• **Challenge**: Return every line below that contains the string "pool". Case counts.

• **Material to process**:

══════════════════════════════

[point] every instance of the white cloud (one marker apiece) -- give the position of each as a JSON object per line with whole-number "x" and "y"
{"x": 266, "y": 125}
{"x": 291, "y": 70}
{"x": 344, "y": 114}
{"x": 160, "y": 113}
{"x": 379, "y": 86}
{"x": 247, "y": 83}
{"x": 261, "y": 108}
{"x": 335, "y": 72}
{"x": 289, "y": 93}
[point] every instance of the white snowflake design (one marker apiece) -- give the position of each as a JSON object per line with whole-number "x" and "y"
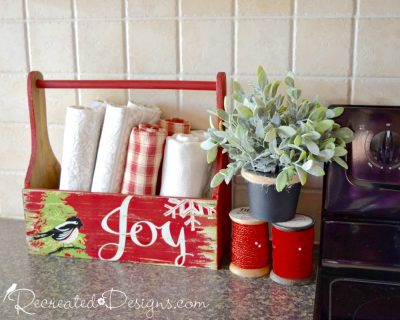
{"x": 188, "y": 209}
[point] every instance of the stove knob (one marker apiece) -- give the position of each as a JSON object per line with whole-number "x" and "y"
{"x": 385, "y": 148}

══════════════════════════════

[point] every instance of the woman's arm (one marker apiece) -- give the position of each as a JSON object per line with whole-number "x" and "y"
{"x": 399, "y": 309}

══════════════════════════════

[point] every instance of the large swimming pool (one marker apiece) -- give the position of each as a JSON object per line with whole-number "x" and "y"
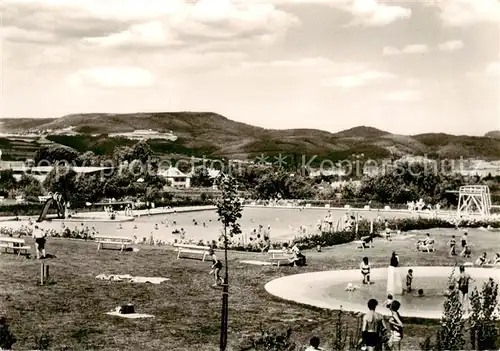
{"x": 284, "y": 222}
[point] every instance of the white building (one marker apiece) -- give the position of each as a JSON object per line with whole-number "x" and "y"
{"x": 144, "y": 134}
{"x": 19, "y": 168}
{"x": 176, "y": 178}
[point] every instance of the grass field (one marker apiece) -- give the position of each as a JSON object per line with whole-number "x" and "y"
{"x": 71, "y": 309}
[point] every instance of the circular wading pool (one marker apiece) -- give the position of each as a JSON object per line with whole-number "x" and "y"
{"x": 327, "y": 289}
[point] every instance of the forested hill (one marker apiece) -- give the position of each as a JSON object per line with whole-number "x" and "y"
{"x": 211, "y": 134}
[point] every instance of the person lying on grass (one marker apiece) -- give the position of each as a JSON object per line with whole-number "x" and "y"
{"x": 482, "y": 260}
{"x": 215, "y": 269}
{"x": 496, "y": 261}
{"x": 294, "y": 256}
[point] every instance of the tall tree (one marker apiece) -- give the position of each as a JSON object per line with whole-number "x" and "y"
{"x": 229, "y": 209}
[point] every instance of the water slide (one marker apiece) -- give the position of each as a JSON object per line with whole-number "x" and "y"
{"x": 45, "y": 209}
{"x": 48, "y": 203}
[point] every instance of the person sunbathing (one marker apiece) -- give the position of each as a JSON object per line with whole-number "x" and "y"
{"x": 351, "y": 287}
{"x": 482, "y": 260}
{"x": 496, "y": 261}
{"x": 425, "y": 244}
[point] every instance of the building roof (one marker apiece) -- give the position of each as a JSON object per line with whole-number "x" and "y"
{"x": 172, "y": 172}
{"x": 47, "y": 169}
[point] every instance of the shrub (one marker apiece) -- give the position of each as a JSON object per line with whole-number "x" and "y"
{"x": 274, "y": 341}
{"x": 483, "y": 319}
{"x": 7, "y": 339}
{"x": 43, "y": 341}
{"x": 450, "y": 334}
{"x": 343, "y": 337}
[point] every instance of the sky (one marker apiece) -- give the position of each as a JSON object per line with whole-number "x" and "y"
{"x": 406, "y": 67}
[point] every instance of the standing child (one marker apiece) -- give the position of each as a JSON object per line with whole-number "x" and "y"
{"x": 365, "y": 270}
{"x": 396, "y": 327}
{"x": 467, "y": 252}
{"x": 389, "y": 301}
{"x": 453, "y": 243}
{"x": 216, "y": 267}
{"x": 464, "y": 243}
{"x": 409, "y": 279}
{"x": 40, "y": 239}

══════════════════════════════

• **Result of the task**:
[point] every instance of the large swimming pool (one marker apiece) -- give the position of each as a JSON object per line with whole-number "x" and "y"
[point] every instance of the circular wading pool (one marker apiece) -- give the position of each as a JSON object per line with whole-number "x" and "y"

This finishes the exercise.